» **Brief 1**
Locate every line in the entries below that contains the word "Target", and copy each of those lines.
---- Page extract
Mangroves protect coastlines, provide wildlife habitat and are a huge carbon sink. For Bermuda to lose what is left would be an environmental disaster. In spite of being a protected species, mangroves are threatened by rising sea levels, hurricanes and human pollution. We examine why they are so crucial and look at what we can do to help them thrive.
When an undersea earthquake sent 100-foot-high waves barrelling to the coastlines of countries bordering the Indian Ocean on December 26, 2004, it left an appalling human tragedy in its wake.
In the years leading up to this tragedy, many of the hardest hit areas had cleared away their mangroves to make way for shrimp farms and coastal development. In the aftermath, a World Wildlife Fund study published in Science Daily, found that “areas buffered by coastal forests, like mangroves, were strikingly less damaged by the 2004 tsunami than areas without tree vegetation.”
--------
---- Data
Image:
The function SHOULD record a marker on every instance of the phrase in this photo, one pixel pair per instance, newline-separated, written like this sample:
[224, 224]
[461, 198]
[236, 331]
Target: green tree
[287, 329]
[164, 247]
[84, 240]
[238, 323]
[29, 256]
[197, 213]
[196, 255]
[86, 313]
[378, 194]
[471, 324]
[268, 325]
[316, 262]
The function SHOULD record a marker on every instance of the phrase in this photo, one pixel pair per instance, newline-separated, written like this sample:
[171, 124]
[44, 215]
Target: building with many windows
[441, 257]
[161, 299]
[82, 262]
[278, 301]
--------
---- Data
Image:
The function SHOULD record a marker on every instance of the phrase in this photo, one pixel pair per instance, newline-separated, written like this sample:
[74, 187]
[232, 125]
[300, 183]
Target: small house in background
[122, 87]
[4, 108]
--------
» **Brief 2**
What three threats to mangroves does the mangrove text name?

» **Exercise answer 1**
Target: green tree
Target: building with many windows
Target: small house in background

» **Exercise answer 2**
Rising sea levels, hurricanes and human pollution.